* _TASK_
Reproduce every one of the entries below verbatim, leaving out the pictures.

* _EXTRACTED RECORDS_
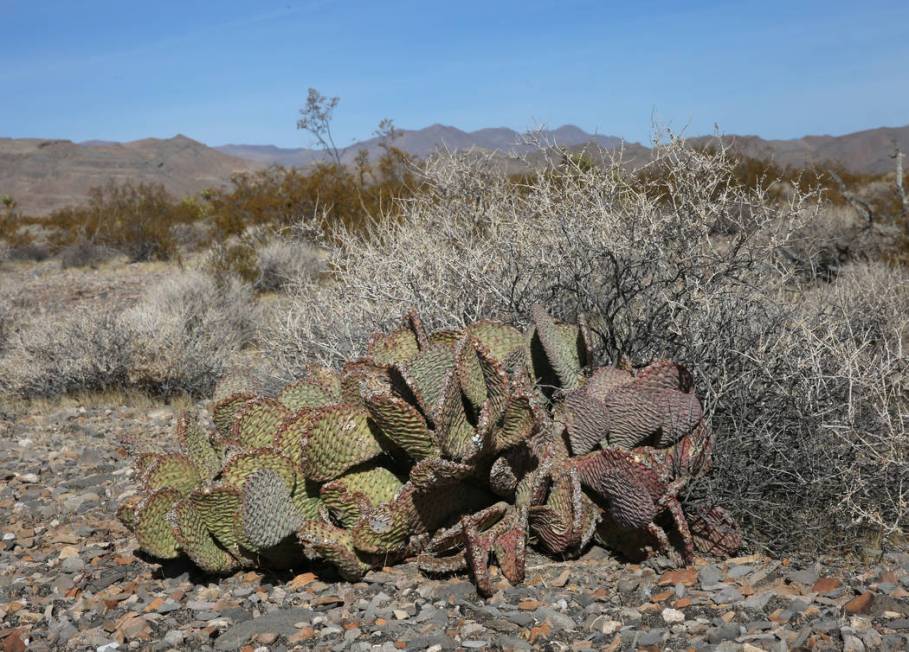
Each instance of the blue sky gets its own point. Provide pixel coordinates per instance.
(232, 71)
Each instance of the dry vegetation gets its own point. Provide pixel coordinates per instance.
(791, 309)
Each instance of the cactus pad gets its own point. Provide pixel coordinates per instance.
(457, 447)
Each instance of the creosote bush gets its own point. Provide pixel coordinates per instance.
(806, 393)
(134, 219)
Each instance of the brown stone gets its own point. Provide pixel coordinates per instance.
(540, 631)
(826, 585)
(301, 580)
(13, 642)
(302, 634)
(684, 576)
(860, 604)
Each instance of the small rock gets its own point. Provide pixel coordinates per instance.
(860, 604)
(671, 616)
(72, 565)
(174, 637)
(727, 632)
(710, 575)
(727, 595)
(558, 620)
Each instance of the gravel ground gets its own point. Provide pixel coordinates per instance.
(70, 580)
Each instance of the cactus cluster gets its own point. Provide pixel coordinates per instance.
(451, 447)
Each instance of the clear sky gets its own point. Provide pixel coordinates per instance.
(237, 72)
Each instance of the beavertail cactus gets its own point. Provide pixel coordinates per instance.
(454, 447)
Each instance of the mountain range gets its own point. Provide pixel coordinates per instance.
(422, 142)
(43, 175)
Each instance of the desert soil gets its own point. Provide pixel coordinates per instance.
(70, 577)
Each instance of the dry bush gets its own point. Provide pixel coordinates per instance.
(134, 219)
(177, 339)
(267, 260)
(185, 331)
(58, 354)
(641, 256)
(83, 253)
(279, 197)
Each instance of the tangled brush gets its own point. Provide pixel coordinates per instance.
(451, 447)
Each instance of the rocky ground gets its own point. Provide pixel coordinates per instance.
(70, 580)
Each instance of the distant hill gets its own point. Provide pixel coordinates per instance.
(862, 151)
(422, 142)
(47, 174)
(43, 175)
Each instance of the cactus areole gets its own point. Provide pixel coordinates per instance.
(529, 443)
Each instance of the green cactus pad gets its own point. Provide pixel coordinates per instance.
(447, 338)
(339, 438)
(470, 374)
(322, 540)
(605, 380)
(425, 376)
(144, 460)
(289, 440)
(436, 473)
(217, 507)
(242, 465)
(499, 339)
(196, 541)
(267, 513)
(457, 437)
(358, 491)
(225, 410)
(362, 376)
(257, 422)
(304, 394)
(389, 528)
(403, 424)
(174, 471)
(197, 446)
(152, 527)
(562, 344)
(498, 391)
(126, 512)
(517, 424)
(665, 374)
(310, 506)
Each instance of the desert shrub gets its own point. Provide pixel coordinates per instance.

* _IN RESPONSE_
Each instance of the blue sky gets its own point. Provide pixel coordinates per instance.
(232, 71)
Each instance of the dry vegetation gets its own point. Provide pixel coordinates per instance.
(791, 309)
Each instance of the cactus pad gets its own point. Provide pixel coordinates per instance.
(457, 447)
Each instance of the creosote bush gets its own point. Provide pixel coordinates per instance.
(806, 393)
(134, 219)
Each instance of the brown stone gets its own point. Provide pixel coordinates per instance.
(540, 631)
(826, 585)
(301, 580)
(13, 642)
(302, 634)
(684, 576)
(860, 604)
Each instance of the small rock gets its own point. Provide pixel coordinates per instance.
(860, 604)
(671, 616)
(72, 565)
(174, 637)
(727, 632)
(710, 575)
(727, 595)
(558, 620)
Each instance of the gravel ground gets its own point. Provide pixel coordinates per instance.
(70, 580)
Each instance of the cactus cluster gets its own point. Provide pixel coordinates per instance.
(451, 447)
Each instance of the clear sky gets its own point. Provide pixel coordinates per instance.
(237, 72)
Each instance of the beavertail cactus gets its own point. Provide pixel coordinates per instance.
(454, 447)
Each instance of the mountain range gets its own point. Provide pixel coordinates per instance.
(422, 142)
(43, 175)
Each instance of the desert soil gets its own point. Provide pixel coordinates per instance.
(70, 577)
Each instance of the dry bush gets its own point. Provide pixel coordinates per instance.
(134, 219)
(177, 339)
(267, 260)
(185, 331)
(58, 354)
(641, 256)
(83, 253)
(279, 197)
Each instance of the tangled brush gets its own point. Provide pixel coordinates per instance.
(451, 447)
Each instance of the rocky ground gets its own point. Provide pixel coordinates per instance.
(70, 580)
Each instance of the distant hill gets its own point. Provide pixel coordinates per instance.
(862, 151)
(422, 142)
(47, 174)
(43, 175)
Each instance of the cactus areole gets its own point. Provide pixel coordinates per instance.
(529, 443)
Each instance of the green cactus pad gets its own point. Provide pixel coordinates per instance.
(447, 338)
(339, 438)
(470, 374)
(322, 540)
(605, 380)
(425, 376)
(144, 460)
(289, 440)
(436, 473)
(217, 507)
(242, 465)
(499, 339)
(196, 541)
(267, 513)
(457, 437)
(358, 491)
(225, 410)
(362, 376)
(257, 422)
(304, 394)
(389, 528)
(403, 424)
(174, 471)
(197, 446)
(152, 527)
(562, 344)
(498, 391)
(126, 512)
(517, 424)
(665, 374)
(310, 506)
Each instance of the desert shrub gets its own point. Provide pixel coordinates per instance.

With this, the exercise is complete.